What you will do.
a. Summarize the text on children's drawings in two sentences.
b. Pick up the text on children's drawings after its final sentence and keep writing.

Text block.

The stage of complexity
Now, like the ghosts in Dickens’s
A Christmas Carol,
we’ll move you on to observe yourself at a slightly later age, at nine or ten. Possibly you may remember some of the drawings you did at that age—in the fifth, sixth, or seventh grade.
During this period, children try for more detail in their artwork, hoping by this means to achieve greater realism, which is a prized goal. Concern for composition diminishes, the forms often being placed almost at random on the page. Seemingly, children’s concern for where things are in the drawing is replaced with concern for how things look, particularly the details of forms. Overall, drawings by older children show greater complexity and, at the same time, less assurance than do the landscapes of early childhood.
Also around this time, children’s drawings become differentiated by sex, probably because of cultural factors. Boys begin to draw automobiles—hot rods and racing cars; war scenes with dive bombers, submarines, tanks, and rockets. They draw legendary figures and heroes—bearded pirates, Viking crewmen and their ships, television stars, mountain climbers, and deep-sea divers. They are fascinated by block letters, especially monograms; and some odd images such as (my favorite) an eyeball complete with piercing dagger and pools of blood.
Fig. 5-9.
Fig. 5-10.
Children seem to start out with a nearly perfect sense of composition, which they often lose during adolescence and regain only through laborious study. I believe that the reason may be that older children concentrate their perceptions on separate objects existing in an undifferentiated space, whereas young children construct a self-contained conceptual world bounded by the paper’s edges. For older children, however, the edges of the paper seem almost nonexistent, just as edges are nonexistent in open, real space.
Meanwhile, girls are drawing tamer things—flowers in vases, waterfalls, mountains reflected in still lakes, pretty girls running or sitting on the grass, fashion models with incredible eyelashes, elaborate hairstyles, tiny waists and feet, and hands held behind the back because hands are “hard to draw.”
Figures 5-11 through 5-14 are some examples of these early adolescent drawings. I’ve included a cartoon drawing: Cartoons are drawn by both boys and girls and are much admired. I believe that cartooning appeals to children at this age because cartoons employ familiar symbolic forms but are used in a more sophisticated way, thus enabling adolescents to avoid feeling that their drawing is “babyish.”
Fig. 5-11. Gruesome eyeballs are a favorite theme of adolescent boys. Meanwhile, girls are drawing tamer subjects such as this bride.
Fig. 5-12. Complex drawing by Naveen Molloy, then ten years old. This is an example of the kind of drawing by adolescents that teachers often deplore as “tight” and uncreative. Young artists work very hard to perfect images like this one of electronic equipment. Note the keyboard and mouse. The child will soon reject this image, however, as hopelessly inadequate.
Fig. 5-13. Complex drawing by a nine-year-old girl. Transparency is a recurrent theme in the drawings of children at this stage. Things seen under water, through glass windows, or in transparent vases—as in this drawing—are all favorite themes. Though one could guess at a psychological meaning, it is quite likely that young artists are simply trying this idea to see if they can make the drawings “look right.”

Material supplied.
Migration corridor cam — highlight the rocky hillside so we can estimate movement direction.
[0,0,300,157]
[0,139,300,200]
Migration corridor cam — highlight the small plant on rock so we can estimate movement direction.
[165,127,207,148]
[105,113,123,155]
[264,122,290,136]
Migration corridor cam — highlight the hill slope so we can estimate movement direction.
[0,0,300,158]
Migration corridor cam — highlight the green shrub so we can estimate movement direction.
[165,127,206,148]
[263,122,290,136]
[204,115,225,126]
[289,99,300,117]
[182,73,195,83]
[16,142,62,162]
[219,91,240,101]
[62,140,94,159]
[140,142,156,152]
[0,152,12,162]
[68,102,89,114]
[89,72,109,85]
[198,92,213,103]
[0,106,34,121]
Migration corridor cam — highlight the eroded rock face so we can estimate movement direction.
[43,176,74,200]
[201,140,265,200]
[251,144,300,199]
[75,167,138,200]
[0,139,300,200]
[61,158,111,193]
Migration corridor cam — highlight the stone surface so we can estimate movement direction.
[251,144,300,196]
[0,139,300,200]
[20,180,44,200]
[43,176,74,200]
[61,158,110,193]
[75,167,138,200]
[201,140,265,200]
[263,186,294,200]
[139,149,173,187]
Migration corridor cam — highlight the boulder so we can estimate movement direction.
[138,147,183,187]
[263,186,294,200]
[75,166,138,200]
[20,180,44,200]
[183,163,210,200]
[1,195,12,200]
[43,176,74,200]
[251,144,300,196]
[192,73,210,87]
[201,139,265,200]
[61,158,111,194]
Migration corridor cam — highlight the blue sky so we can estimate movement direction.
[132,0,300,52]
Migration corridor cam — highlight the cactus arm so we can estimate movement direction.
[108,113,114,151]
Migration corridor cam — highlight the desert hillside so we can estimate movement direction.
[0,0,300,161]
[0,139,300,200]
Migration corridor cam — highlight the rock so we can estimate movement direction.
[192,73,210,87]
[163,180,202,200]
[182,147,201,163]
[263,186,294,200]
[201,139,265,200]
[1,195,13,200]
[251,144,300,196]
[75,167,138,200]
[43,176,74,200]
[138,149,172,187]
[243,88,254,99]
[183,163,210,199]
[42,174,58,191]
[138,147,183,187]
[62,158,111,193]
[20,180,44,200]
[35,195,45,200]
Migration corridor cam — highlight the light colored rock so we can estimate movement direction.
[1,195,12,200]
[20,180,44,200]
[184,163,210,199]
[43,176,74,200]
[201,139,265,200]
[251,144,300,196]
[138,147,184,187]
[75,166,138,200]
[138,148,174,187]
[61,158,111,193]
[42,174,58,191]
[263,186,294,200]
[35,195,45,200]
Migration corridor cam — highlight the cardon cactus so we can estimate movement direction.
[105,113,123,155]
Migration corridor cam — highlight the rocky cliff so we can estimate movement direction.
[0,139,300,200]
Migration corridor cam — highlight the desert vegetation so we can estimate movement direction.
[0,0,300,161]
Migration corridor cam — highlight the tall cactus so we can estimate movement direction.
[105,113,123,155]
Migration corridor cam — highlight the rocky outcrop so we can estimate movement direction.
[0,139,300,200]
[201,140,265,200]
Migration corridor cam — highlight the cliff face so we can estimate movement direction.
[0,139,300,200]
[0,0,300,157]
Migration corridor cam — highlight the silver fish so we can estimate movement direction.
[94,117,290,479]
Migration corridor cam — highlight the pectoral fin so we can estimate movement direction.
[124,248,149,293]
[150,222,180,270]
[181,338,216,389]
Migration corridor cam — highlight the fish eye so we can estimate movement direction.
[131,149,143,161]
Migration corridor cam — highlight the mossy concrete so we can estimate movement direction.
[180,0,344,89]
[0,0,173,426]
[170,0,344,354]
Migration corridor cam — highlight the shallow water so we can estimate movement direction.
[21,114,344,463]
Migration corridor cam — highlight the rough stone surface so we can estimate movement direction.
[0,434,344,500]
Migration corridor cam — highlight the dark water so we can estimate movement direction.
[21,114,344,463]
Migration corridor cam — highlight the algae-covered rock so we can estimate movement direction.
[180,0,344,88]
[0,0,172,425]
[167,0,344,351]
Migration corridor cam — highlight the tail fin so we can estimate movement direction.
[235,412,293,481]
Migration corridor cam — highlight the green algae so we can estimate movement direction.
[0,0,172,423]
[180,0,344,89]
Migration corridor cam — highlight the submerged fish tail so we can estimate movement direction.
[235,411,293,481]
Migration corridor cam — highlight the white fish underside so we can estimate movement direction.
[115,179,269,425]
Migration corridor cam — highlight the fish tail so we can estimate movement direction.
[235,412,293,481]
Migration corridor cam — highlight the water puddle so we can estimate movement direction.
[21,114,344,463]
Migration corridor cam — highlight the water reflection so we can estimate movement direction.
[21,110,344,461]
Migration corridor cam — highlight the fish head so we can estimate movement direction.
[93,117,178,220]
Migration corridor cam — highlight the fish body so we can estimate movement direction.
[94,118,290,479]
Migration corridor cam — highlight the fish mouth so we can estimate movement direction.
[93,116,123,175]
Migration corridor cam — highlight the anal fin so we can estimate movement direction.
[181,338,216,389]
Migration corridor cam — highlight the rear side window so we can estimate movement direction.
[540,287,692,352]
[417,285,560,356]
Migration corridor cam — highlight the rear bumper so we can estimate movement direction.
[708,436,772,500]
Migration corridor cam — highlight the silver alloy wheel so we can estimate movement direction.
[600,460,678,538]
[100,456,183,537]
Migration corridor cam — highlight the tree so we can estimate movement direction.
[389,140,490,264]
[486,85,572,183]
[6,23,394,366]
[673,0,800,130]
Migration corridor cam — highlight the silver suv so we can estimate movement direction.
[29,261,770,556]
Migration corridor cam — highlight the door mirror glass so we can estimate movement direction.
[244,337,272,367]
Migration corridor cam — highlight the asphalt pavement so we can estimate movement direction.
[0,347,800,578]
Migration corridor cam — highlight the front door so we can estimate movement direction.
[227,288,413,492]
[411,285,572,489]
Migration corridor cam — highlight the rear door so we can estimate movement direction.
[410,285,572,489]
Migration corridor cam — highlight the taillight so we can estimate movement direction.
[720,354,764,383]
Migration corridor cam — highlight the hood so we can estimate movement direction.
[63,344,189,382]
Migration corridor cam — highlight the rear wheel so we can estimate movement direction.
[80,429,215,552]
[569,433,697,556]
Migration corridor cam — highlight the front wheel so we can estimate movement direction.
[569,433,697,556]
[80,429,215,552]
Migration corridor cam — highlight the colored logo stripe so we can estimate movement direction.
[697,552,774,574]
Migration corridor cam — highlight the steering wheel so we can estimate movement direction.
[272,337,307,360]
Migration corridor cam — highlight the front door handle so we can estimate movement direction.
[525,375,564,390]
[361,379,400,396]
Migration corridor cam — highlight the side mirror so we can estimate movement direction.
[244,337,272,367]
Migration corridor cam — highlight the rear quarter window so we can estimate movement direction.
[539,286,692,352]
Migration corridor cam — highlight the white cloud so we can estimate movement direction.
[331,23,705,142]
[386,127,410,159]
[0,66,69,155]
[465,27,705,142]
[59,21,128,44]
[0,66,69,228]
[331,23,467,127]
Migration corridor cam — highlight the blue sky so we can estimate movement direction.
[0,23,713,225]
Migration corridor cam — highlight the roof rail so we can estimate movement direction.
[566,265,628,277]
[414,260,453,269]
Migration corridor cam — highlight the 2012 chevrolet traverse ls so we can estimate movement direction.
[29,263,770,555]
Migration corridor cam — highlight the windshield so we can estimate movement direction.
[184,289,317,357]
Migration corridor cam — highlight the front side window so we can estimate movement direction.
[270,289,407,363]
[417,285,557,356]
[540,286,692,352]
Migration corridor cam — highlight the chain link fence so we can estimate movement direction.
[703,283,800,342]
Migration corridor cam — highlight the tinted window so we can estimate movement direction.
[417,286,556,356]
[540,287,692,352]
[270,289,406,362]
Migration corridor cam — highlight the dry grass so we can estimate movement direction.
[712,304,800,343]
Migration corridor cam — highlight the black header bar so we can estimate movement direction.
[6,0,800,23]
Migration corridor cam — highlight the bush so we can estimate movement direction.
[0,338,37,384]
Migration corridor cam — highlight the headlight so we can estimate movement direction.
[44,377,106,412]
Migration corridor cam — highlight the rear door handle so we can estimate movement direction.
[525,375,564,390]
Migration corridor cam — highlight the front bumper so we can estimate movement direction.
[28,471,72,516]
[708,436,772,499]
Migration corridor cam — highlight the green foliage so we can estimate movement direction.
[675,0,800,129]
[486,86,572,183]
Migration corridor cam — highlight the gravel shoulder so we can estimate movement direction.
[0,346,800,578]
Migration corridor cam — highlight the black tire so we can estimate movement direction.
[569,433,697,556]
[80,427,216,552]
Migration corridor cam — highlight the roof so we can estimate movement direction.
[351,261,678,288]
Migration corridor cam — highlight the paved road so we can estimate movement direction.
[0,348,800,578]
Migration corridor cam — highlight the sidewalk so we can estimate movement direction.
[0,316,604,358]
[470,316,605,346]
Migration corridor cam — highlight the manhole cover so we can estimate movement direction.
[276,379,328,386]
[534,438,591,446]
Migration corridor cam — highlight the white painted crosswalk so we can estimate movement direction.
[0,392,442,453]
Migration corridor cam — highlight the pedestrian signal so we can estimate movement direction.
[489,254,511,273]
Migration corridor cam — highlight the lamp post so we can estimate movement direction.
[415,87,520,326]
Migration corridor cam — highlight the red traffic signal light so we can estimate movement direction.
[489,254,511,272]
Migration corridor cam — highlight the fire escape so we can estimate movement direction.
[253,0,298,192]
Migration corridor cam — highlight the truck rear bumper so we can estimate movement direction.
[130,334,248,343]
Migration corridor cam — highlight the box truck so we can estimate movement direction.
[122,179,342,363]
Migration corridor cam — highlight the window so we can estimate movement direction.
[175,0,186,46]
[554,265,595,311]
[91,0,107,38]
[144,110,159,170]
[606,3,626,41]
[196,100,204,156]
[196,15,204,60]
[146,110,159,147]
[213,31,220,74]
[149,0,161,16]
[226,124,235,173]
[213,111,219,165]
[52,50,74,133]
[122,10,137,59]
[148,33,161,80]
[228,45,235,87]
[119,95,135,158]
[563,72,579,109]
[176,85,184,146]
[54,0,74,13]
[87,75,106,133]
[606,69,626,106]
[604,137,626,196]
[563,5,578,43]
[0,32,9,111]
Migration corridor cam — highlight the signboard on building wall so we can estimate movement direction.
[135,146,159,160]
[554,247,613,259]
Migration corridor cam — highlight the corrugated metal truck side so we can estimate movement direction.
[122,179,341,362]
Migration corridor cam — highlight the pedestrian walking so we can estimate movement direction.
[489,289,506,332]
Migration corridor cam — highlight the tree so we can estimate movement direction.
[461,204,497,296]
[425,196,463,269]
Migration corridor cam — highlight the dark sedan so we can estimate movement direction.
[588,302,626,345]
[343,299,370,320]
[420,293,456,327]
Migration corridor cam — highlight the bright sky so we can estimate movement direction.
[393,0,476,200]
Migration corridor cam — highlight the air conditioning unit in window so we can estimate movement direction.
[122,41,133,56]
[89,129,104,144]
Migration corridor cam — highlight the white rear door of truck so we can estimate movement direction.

In response.
a. Around age nine or ten, children put more detail into their drawings in pursuit of realism, while their concern for composition fades and forms end up almost at random on the page. Their drawings also become differentiated by sex: boys draw cars, war scenes, heroes, and gruesome eyeballs, girls draw tamer subjects such as flowers, landscapes, and fashion models, and both admire cartoons.

b.
Fig. 5-14. Complex drawing by a ten-year-old boy. Cartooning is a favorite form of art in the early adolescent years. As art educator Miriam Lindstrom notes in
Children’s Art,
the level of taste at this age is at an all-time low.
The stage of realism
By around age ten or eleven, children’s passion for realism is in full bloom (Figures 5-15 and 5-16). When their drawings don’t come out “right”—meaning that they don’t look realistic—children often become discouraged and ask their teachers for help. The teacher may say, “You must look more carefully,” but this doesn’t help, because the child doesn’t know what to look more carefully for. Let me illustrate that with an example.
Fig. 5-15. Realistic drawing by a twelve-year-old. Children aged ten to twelve are searching for ways to make things “look real.” Figure drawing in particular fascinates adolescents. In this drawing, symbols from an earlier stage are fitted into new perceptions: Note the front-view eye in this profile drawing. Note also that the child’s knowledge of the chair back has been substituted for the purely visual appearance of the back of the chair seen from the side.
Fig. 5-16. Realistic drawing by a twelve-year-old. At this stage, children’s main effort is toward achieving realism. Awareness of the edges of the drawing surface fades and attention is concentrated on individual, unrelated forms randomly distributed about the page. Each segment functions as an individual element without regard for unified composition.
Say that a ten-year-old wants to draw a picture of a cube, perhaps a three-dimensional block of wood. Wanting the drawing to look “real,” the child tries to draw the cube from an angle that shows two or three planes—not just a straight-on side view that would show only a single plane, and thus would not reveal the true shape of the cube.
To do this, the child must draw the oddly angled shapes just as they appear—that is, just like the image that falls on the retina of the perceiving eye. Those shapes are not square. In fact, the child must suppress knowing that the cube is square and draw shapes that are “funny.” The drawn cube will look like a cube only if it is comprised of oddly angled shapes. Put another way, the child must draw unsquare shapes to draw a square cube. The child must accept this paradox, this illogical process, which conflicts with verbal, conceptual knowledge. (Perhaps this is one meaning of Picasso’s statement that “Painting is a lie that tells the truth.”)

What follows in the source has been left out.